HiC-Pro was designed to process Hi-C data, from raw fastq files (paired-end Illumina data) to the normalized contact maps. Since version 2.7.0, HiC-Pro supports the main Hi-C protocols, including digestion protocols as well as protocols that do not require restriction enzyme such as DNase Hi-C. In practice, HiC-Pro can be used to process dilution Hi-C, in situ Hi-C, DNase Hi-C, Micro-C, capture-C, capture Hi-C or HiChip data.
The pipeline is flexible, scalable and optimized. It can operate either on a single laptop or on a computational cluster. HiC-Pro is sequential and each step of the workflow can be run independantly.
HiC-Pro includes a fast implementatation of the iterative correction method (see the iced python library for more information).

References:

• http://www.genomebiology.com/2015/16/1/259

• http://nservant.github.io/HiC-Pro/

• Module Name: hicpro (see the modules page for more information)
• Test files: /usr/local/apps/hicpro/test
• The --cpur-per-task should match the N_CPU set in the config.txt. For example, if it's 'N_CPU = 4' in the config.txt, then one should use --cpus-per-task=4 when submit the job.

Allocate an interactive session and run the program. Sample session:

[user@biowulf]$ sinteractive --cpus-per-task=4 --mem=40g
salloc.exe: Pending job allocation 46116226
salloc.exe: job 46116226 queued and waiting for resources
salloc.exe: job 46116226 has been allocated resources
salloc.exe: Granted job allocation 46116226
salloc.exe: Waiting for resource configuration
salloc.exe: Nodes cn3144 are ready for job

[user@cn3144 ~]$ module load hicpro
[user@cn3144 ~]$ cp -r /usr/local/apps/hicpro/test /data/$USER/hicpro/test
[user@cn3144 ~]$ cd /data/$USER/hicpro/test
[user@cn3144 ~]$ tar xvfz HiCPro_testdata.tar.gz

# Modify the config.txt and change 'username@hpc.nih.gov' to your email address

[user@cn3144 ~]$ HiC-Pro -i test_data -o output -c config.txt

# Running the aligment step of HiC-Pro in parallel.

* **What you need to do**
1. List every type of Hi-C data that the HiC-Pro page says the program can process in practice.
2. Write what comes next on the HiC-Pro page, picking up after its final line.

* **Material provided**
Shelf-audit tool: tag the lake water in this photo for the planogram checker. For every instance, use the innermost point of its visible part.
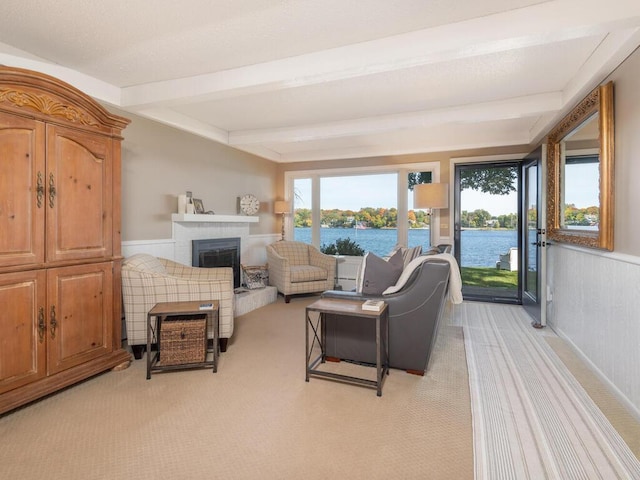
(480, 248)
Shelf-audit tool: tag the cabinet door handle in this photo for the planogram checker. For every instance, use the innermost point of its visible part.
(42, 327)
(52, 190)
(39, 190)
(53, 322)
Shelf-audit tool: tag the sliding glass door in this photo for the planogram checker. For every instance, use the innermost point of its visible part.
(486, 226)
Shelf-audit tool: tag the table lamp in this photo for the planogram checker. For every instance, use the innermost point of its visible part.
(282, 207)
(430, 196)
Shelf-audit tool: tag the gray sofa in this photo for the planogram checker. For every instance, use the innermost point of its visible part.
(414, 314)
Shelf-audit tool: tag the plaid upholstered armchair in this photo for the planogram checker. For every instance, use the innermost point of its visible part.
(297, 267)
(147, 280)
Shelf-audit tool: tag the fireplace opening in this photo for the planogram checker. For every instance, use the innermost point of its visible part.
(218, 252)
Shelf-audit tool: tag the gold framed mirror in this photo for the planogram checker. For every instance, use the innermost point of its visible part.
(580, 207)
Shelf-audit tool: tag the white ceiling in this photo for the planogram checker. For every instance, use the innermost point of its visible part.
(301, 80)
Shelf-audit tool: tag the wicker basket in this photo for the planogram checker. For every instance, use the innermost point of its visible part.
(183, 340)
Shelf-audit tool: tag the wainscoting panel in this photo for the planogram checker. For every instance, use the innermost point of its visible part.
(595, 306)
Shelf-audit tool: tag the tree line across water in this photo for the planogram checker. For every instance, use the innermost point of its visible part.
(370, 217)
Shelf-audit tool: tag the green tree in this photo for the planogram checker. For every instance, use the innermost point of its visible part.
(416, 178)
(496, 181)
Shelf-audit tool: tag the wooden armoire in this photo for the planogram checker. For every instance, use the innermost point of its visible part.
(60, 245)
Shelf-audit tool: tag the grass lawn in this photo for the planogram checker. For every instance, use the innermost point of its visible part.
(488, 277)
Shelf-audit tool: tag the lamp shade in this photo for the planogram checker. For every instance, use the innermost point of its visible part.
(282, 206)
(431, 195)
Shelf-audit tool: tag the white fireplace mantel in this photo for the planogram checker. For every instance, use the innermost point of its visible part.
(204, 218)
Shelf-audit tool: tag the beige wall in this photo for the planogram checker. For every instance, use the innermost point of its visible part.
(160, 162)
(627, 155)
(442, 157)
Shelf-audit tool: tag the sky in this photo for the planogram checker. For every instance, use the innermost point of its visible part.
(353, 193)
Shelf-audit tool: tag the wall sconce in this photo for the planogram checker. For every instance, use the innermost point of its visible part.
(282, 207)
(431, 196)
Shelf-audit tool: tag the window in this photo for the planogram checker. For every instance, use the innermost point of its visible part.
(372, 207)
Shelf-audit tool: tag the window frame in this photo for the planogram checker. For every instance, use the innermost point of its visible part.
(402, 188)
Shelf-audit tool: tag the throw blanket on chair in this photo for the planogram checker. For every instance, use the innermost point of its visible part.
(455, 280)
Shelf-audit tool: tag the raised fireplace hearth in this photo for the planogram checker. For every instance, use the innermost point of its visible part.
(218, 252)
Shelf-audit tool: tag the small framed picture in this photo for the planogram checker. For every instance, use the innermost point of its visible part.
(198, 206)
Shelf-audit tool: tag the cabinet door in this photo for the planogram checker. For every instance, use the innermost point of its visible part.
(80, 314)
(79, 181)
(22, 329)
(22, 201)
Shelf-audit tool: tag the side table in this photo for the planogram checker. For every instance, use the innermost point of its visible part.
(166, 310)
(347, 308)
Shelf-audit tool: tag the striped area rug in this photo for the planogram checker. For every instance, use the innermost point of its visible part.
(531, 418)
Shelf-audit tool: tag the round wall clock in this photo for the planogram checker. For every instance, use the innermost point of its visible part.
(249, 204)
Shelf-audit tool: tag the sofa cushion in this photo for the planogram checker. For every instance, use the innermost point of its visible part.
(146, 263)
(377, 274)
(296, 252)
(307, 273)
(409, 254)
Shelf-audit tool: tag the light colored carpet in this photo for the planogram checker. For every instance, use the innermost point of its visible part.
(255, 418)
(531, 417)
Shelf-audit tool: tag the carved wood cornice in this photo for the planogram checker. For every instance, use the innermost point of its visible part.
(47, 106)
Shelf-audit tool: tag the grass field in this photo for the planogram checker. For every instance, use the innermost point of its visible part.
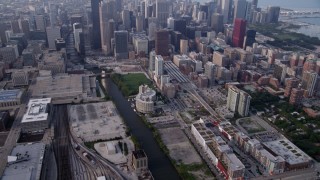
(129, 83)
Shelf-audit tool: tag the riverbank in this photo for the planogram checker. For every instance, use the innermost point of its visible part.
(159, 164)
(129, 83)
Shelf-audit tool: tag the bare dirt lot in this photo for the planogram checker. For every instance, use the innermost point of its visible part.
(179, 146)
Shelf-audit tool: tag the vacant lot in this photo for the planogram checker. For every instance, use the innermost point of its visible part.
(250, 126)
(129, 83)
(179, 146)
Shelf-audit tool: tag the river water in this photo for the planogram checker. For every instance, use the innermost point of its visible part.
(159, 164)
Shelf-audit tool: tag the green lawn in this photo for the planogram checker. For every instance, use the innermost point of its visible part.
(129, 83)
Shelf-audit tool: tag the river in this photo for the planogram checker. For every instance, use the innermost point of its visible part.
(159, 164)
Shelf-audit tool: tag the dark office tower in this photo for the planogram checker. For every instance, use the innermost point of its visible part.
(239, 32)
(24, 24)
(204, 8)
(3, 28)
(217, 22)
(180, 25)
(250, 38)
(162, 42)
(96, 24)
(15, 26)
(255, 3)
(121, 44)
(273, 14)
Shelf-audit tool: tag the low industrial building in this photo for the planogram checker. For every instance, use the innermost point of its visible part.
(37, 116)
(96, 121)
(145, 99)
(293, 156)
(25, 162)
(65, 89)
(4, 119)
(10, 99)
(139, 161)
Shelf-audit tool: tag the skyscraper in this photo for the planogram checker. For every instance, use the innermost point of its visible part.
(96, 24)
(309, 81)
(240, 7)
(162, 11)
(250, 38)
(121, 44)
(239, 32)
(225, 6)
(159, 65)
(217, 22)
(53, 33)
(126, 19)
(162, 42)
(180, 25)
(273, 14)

...

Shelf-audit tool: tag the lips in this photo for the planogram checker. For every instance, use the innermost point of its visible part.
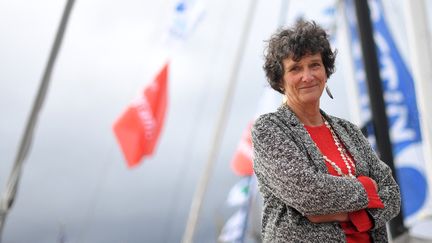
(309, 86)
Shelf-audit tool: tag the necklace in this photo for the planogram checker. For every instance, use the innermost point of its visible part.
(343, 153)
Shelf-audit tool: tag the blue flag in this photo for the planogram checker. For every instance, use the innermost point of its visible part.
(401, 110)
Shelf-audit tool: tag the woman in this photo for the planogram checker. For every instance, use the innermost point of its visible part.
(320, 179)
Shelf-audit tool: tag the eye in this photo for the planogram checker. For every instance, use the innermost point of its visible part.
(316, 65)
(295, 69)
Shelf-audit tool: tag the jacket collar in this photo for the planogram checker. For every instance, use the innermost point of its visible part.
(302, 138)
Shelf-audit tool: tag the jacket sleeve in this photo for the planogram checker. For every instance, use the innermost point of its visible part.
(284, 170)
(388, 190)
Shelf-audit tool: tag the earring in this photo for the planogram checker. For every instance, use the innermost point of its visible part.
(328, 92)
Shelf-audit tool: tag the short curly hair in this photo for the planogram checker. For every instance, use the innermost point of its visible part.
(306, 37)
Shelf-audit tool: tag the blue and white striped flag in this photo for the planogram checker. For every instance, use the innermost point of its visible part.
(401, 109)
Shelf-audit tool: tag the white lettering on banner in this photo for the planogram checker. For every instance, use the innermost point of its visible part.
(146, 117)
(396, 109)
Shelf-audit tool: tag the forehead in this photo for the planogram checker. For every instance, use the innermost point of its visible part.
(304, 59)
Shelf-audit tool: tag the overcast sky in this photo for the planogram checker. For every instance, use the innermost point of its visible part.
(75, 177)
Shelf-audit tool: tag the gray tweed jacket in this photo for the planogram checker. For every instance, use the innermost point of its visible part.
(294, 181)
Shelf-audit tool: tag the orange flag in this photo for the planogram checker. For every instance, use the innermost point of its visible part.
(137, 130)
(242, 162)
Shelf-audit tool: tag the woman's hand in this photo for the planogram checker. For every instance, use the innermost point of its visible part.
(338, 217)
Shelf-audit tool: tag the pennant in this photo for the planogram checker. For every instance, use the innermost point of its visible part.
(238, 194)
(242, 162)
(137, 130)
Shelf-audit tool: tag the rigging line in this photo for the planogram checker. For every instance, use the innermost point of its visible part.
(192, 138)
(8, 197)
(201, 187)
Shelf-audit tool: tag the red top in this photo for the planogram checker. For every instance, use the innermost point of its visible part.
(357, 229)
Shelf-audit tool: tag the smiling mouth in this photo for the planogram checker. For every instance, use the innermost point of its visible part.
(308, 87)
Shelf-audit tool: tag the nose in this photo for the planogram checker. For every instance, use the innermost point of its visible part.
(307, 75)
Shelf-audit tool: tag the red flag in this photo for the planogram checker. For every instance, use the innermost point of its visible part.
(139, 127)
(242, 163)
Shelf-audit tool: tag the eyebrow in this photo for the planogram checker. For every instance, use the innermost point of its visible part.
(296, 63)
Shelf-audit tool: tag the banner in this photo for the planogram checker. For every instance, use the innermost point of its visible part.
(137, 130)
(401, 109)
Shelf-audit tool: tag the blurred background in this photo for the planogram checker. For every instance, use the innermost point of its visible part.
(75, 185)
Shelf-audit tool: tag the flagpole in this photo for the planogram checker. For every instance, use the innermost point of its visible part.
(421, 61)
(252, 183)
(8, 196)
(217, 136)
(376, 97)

* **Results of the exercise**
1. dilution Hi-C, in situ Hi-C, DNase Hi-C, Micro-C, capture-C, capture Hi-C, HiChip

2.
[user@cn3144 ~]$ module load hicpro/3.1.0_v2

# First, split reads in small chunks, by default --nreads would be 2,000,000:
[user@cn3144 ~]$ split_reads.py \
                           --results_folder split_test/dixon_2M_split \
                           --nreads 50000 \
                           ./dixon_2M/SRR400264_00_R1.fastq.gz 
[user@cn3144 ~]$ split_reads.py \
                           --results_folder split_test/dixon_2M_split \
                           --nreads 50000 \
                           ./dixon_2M/SRR400264_00_R2.fastq.gz 

# Then, generate two sbatch jobs:
[user@cn3144 ~]$ HiC-Pro \
                          -i split_test \
                          -o split_out \
                          -c config.txt -p

Run HiC-Pro 3.1.0 parallel mode
The following command will launch the parallel workflow through 5 torque jobs:
sbatch HiCPro_step1_apptest1.sh
The following command will merge the processed data and run the remaining steps per sample:
sbatch HiCPro_step2_apptest1.sh 

# Last, submit sbatch jobs:
[user@cn3144 ~]$ cd split_out
[user@cn3144 ~]$ sbatch --dependency=afterok:$(sbatch HiCPro_step1_apptest1.sh) HiCPro_step2_apptest1.sh 
[user@cn3144 ~]$ exit
salloc.exe: Relinquishing job allocation 46116226
[user@biowulf ~]$

Create a batch input file (e.g. sbatch.sh). For example:

#!/bin/bash
set -e
module load hicpro
cd /data/$USER/hicpro/test
HiC-Pro -i test_data -o output -c config.txt

Submit this job using the Slurm sbatch command.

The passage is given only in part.